Transcribe the data that follows precisely, omitting nothing.

## TASK MATERIAL:

· · · ·

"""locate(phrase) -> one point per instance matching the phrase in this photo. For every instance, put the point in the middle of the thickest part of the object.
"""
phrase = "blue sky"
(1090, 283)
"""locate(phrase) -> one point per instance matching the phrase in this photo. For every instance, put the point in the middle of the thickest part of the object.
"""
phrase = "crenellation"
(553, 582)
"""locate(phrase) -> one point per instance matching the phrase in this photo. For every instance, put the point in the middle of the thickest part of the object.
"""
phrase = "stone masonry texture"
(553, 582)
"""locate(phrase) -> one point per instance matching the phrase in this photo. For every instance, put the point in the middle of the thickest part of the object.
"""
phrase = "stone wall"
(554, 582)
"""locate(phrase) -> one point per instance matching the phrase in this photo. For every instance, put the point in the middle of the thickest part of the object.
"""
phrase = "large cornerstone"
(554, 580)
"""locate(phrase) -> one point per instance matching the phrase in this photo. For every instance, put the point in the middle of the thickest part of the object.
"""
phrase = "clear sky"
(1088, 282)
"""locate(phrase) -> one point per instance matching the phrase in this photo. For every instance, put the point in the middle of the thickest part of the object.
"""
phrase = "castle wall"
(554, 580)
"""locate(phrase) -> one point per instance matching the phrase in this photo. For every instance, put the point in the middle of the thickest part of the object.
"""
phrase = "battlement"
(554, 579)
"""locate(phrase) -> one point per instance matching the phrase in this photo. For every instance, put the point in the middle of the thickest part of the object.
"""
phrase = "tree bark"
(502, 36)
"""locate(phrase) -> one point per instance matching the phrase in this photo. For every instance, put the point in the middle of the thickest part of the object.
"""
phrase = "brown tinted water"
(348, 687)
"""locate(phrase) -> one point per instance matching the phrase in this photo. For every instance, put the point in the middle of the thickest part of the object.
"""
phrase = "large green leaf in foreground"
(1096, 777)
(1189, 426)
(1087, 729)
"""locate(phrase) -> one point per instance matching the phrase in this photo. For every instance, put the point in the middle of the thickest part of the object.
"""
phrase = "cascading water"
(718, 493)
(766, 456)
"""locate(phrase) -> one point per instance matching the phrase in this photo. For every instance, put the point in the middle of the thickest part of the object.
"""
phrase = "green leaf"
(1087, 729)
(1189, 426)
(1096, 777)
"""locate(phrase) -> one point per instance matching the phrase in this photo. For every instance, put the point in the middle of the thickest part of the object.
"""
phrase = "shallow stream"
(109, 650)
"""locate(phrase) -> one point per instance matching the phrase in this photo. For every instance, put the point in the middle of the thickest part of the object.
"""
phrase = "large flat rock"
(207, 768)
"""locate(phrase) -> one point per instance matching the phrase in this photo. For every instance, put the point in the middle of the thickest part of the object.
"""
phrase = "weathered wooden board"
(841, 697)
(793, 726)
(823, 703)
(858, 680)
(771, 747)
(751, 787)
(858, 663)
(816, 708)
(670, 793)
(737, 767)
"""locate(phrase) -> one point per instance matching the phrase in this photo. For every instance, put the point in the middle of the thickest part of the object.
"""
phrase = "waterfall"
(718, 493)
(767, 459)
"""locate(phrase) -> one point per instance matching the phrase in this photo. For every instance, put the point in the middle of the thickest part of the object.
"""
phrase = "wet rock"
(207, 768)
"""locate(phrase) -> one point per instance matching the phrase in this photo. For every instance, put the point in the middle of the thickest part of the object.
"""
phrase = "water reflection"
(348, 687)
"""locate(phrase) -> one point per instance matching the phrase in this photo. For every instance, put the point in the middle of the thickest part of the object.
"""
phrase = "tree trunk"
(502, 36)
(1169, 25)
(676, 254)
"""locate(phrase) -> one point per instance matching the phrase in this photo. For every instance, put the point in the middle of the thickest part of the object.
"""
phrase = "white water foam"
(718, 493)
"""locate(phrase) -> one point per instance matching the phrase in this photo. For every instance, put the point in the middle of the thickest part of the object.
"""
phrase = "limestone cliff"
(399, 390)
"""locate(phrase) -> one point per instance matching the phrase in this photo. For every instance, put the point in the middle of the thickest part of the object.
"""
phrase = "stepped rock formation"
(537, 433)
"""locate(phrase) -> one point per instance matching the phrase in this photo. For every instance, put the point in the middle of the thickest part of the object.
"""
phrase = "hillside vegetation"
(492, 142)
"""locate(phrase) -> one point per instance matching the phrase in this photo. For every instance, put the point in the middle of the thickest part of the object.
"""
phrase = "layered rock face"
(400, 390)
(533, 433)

· · · ·

## WRITTEN RESPONSE:
"""locate(phrase) -> one point per instance matching the phrase in this photo. For every instance, put the point in the middle of the thickest part of the object.
"""
phrase = "blue sky"
(1090, 283)
"""locate(phrase) -> one point per instance matching the phrase in this photo. For every instance, put the point in the middle of the thickest part of the object.
"""
phrase = "crenellation"
(553, 582)
"""locate(phrase) -> one point per instance matching the phrase in this photo. For every instance, put the point in the middle of the thickest part of the object.
"""
phrase = "stone masonry texture"
(553, 582)
"""locate(phrase) -> one point per instance matching the phrase in this photo. For every instance, put the point in the middle of the thickest part of the object.
"""
phrase = "stone wall"
(554, 582)
"""locate(phrase) -> one point per instance matching the phrase in this photo. For every instance, put the point in the middle of the thickest part of the object.
"""
phrase = "large cornerstone"
(554, 580)
"""locate(phrase) -> one point per instance matching the phrase in this photo. For every instance, put the point in the middle of the thickest part of the object.
"""
phrase = "clear sky"
(1088, 282)
"""locate(phrase) -> one point per instance matching the phrase in this photo. For every instance, put the point in the middle of the thickest part of the object.
"""
phrase = "castle wall"
(554, 580)
"""locate(phrase) -> one point per instance matching the phrase in this photo. For every instance, put the point in the middle of the thickest part of the object.
"""
phrase = "battlement"
(554, 579)
"""locate(phrase) -> one point per instance matching the phrase in this photo. For every instance, put the point in the middle of the thickest part of the object.
"""
phrase = "tree bark"
(502, 36)
"""locate(phrase) -> one point per instance matching the phrase in this photo. For every instance, put the point in the middle of the thickest part of the object.
"""
phrase = "brown tinted water"
(348, 687)
"""locate(phrase) -> one point per instance matching the phrase in this photo. For every instance, put the point in the middle of the thickest part of the object.
"""
phrase = "large green leaf in foreground"
(1096, 777)
(1189, 426)
(1087, 729)
"""locate(phrase) -> one point per instance matching the phrase in this photo. For every instance, put the point in the middle of the thickest part of the object.
"""
phrase = "cascading water"
(718, 493)
(766, 456)
"""locate(phrase) -> one point per instance matching the phrase in this photo. For every instance, put the point in the middle of the thickest part of the object.
"""
phrase = "green leaf"
(1087, 729)
(1189, 426)
(1096, 777)
"""locate(phrase) -> one point per instance matching the phrase in this photo. For every instance, put the point in the middle of the thickest part of the object.
"""
phrase = "shallow stream"
(109, 650)
"""locate(phrase) -> one point per instance matching the phrase in this photo. For every instance, put the point in the middle of the thickest part of the object.
"""
phrase = "large flat rock"
(207, 768)
"""locate(phrase) -> one point per instance matching the phrase in this photo. For every instance, put the point in the middle of the thickest part of the object.
"""
phrase = "weathered wooden board"
(841, 697)
(793, 726)
(823, 703)
(858, 680)
(771, 747)
(751, 787)
(858, 663)
(816, 708)
(670, 793)
(737, 767)
"""locate(phrase) -> one point per instance matching the phrase in this photo. For every instance, put the point in the middle of the thickest part of the object.
"""
phrase = "waterfall"
(718, 493)
(767, 459)
"""locate(phrase) -> one point per instance matching the phrase in this photo. For every instance, put the point in the middle of the thickest part of the object.
"""
phrase = "wet rock"
(207, 768)
"""locate(phrase) -> one point per instance matching the phrase in this photo. For every instance, put the point in the middle of the thickest part of the object.
"""
phrase = "water reflection"
(348, 687)
"""locate(phrase) -> one point per instance matching the phrase in this photo. For every instance, put the point in the middle of the thickest part of the object.
"""
phrase = "tree trunk"
(502, 36)
(1169, 25)
(676, 254)
"""locate(phrase) -> one point per instance matching the phrase in this photo. For every instance, put the point in the middle of the thickest part of the object.
"""
phrase = "white water foam"
(718, 493)
"""locate(phrase) -> one point per instance matching the phrase in this photo. For every instance, put the point in the middle of the thickest part of the object.
"""
phrase = "limestone cliff"
(399, 390)
"""locate(phrase) -> one point per instance matching the phrase in this photo. For every instance, put the point in the middle of the thickest part of the object.
"""
phrase = "stepped rock formation"
(537, 433)
"""locate(phrase) -> one point per instance matching the phrase in this photo. For every instance, put the point in the middle of the thickest part of the object.
"""
phrase = "hillside vegetation"
(492, 142)
"""locate(phrase) -> one point per instance matching the phrase in this photo. For every instance, put the point in the middle of the thickest part of the object.
"""
phrase = "layered rock face"
(400, 390)
(533, 433)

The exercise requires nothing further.